- _EXTRAIT PROPOSÉ_
==============================

En ce moment sur Instagram tourne le #10yearschallenge, avec un montage photo 2009 VS 2019, le petit post qui va bien pour dire que bordel le temps passe et qu’on a morflé mais que ma foi la vie est quand même sympathique et vivement les 10 ans à venir. J’aime bien ce genre de petit exercice rétrospectif, alors j’ai eu envie de m’y livrer moi aussi. Me revoilà à fouiner dans mes photos de 2009.
Et là le choc. Et surtout les larmes qui montent malgré moi. Je me rends compte que je ne regarde que peu les photos de ma “vie d’avant”. Je n’aime pas les revoir, je n’aime pas revoir la fille que j’étais avant. La fille d’avant elle n’avait pas cette tristesse perpétuelle au fond du coeur, elle n’avait pas cette mélancolie chevillée au corps. La fille d’avant, elle était foncièrement positive, convaincue que la vie la portait vers du mieux. La fille d’avant elle fourmillait de projets, tout le temps. La fille d’avant elle avait le corps et le coeur qui tenaient bon, les épaules pour encaisser les coups durs et le rire pour enchanter les bons jours.
Il y a 10 ans, j’avais 24 ans, je finissais mes études dans un nouveau domaine et j’avais hâte d’attaquer ma vie professionnelle. Mon mec finissait de retaper sa maison, j’étais encore à faire mes allers-retours entre Paris et Toulouse, j’étais au commencement d’un nouveau truc. Tout n’a pas été simple par la suite, les premiers boulots un peu décevants, le chômage, les coups de mou. Mais j’étais sûre d’un truc : j’allais vers le mieux. Et j’avais raison au final, mon optimisme n’était pas béat, je savais que j’allais récolter les fleurs des petites graines de vie semées depuis des années.

==============================

- _ÉNONCÉ 1_
Répondez à ces questions sur l'extrait consacré au #10yearschallenge :
(a) Quelles années le montage photo met-il en regard ?
(b) Quel âge avait la personne qui écrit il y a dix ans ?
(c) Entre quelles villes se faisaient les allers-retours mentionnés ?
- _ÉNONCÉ 2_
Dans l'extrait consacré au #10yearschallenge, reformulez sous forme de liste le paragraphe qui commence par « Il y a 10 ans, j'avais 24 ans », en conservant ses faits essentiels.
- _ÉNONCÉ 3_
Rédigez la suite de l'extrait consacré au #10yearschallenge, après sa dernière phrase.
Ces enregistrements n'interviennent en rien dans le travail demandé.

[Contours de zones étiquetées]
==============================

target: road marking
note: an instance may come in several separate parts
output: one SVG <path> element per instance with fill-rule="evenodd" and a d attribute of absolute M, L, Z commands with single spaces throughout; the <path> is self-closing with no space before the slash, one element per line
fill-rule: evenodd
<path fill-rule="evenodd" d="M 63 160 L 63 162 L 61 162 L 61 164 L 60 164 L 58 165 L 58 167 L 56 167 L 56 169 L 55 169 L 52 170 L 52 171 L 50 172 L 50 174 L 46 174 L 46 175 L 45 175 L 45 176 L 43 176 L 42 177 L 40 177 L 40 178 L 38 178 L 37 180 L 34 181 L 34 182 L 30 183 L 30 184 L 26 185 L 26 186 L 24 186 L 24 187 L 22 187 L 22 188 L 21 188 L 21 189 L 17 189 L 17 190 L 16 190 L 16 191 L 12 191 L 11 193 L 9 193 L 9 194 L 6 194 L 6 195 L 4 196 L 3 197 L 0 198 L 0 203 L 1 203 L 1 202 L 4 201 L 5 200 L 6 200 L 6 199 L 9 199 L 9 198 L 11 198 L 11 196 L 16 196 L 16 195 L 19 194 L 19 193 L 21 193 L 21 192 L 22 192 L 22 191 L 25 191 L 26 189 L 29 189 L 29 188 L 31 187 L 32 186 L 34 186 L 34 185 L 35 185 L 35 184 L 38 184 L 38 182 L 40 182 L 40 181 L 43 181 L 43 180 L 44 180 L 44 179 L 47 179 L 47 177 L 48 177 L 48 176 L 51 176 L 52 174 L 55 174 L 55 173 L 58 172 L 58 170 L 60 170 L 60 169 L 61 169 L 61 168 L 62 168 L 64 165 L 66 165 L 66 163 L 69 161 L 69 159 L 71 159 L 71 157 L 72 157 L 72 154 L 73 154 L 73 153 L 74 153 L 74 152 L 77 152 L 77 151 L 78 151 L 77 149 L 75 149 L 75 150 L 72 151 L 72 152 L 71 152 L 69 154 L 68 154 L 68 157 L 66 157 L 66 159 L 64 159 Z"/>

==============================

- _RÉPONSE 1_
(a) 2009 et 2019.
(b) 24 ans.
(c) Entre Paris et Toulouse.

- _RÉPONSE 2_
- Il y a dix ans : 24 ans, fin d'études dans un nouveau domaine, hâte de commencer la vie professionnelle.
- À la même époque : mon compagnon achevait de retaper sa maison, je faisais des allers-retours entre Paris et Toulouse, une nouvelle étape commençait.
- Par la suite : premiers emplois décevants, chômage, coups de mou.
- Une certitude malgré tout : aller vers le mieux, ce qui s'est vérifié. C'était un optimisme lucide, fondé sur la conviction de récolter ce qui avait été semé depuis des années.

- _RÉPONSE 3_
Ce qui est dur de me dire en fait, c’est que véritablement j’avais réussi à construire ma vie comme je l’entendais. Est-ce que tout était parfait ? Non, assurément pas. Mais bordel que je me sentais bien. A l’aube de mes 30 ans, quand on a décidé de fonder une famille, je me sentais bien. J’avais un boulot que j’adorais, un avenir professionnel qui me souriait. Je me sentais bien dans mon corps malgré quelques soucis de santé, j’avais enfin repris le sport. On sortait régulièrement avec mon mec, on profitait des expos, des restos, des brunchs entre potes. On était bien installés dans une maison, on voulait déjà quitter la région parisienne mais c’était un projet long terme, on avait des rêves d’achat immobilier à retaper… Globalement ça roulait, on en était conscients, et devenir parents dans cette période coulait de source. Le handicap de mon fils m’a heurté en pleine course, et la fille d’avant n’existe plus.
Il est dur de vivre sa maternité pleinement quand on regrette tellement ce qu’on avait avant. La réelle insouciance. L’intime conviction d’avoir la possibilité, la capacité, la ressource à aller de l’avant malgré les épreuves de la vie. Le temps où la résilience n’était qu’un concept et où “se réinventer” n’était qu’un joli terme marketing. Ne venez pas me dire que l’incertitude fait partie de la vie, nous ne la vivons pas à la même échelle. Ne venez pas me dire qu’il est temps d’accepter : de 1, je ne le sais que trop bien, de 2 vous n’avez aucune idée de l’ampleur de la tâche.
2019, j’ai 34 ans, j’ai beaucoup et j’en suis aussi, paradoxalement, consciente. Je sais la valeur de beaucoup de choses malgré la dureté des désillusions.
Je sais qu’il est me faudrait dire adieu définitivement à cette fille d’avant. Revoir ses photos sans un sentiment de gâchis. Mais qu’il est dur de voir dans son regard à elle, la fille d’avant, cette conviction intime que l’avenir lui tendait les bras.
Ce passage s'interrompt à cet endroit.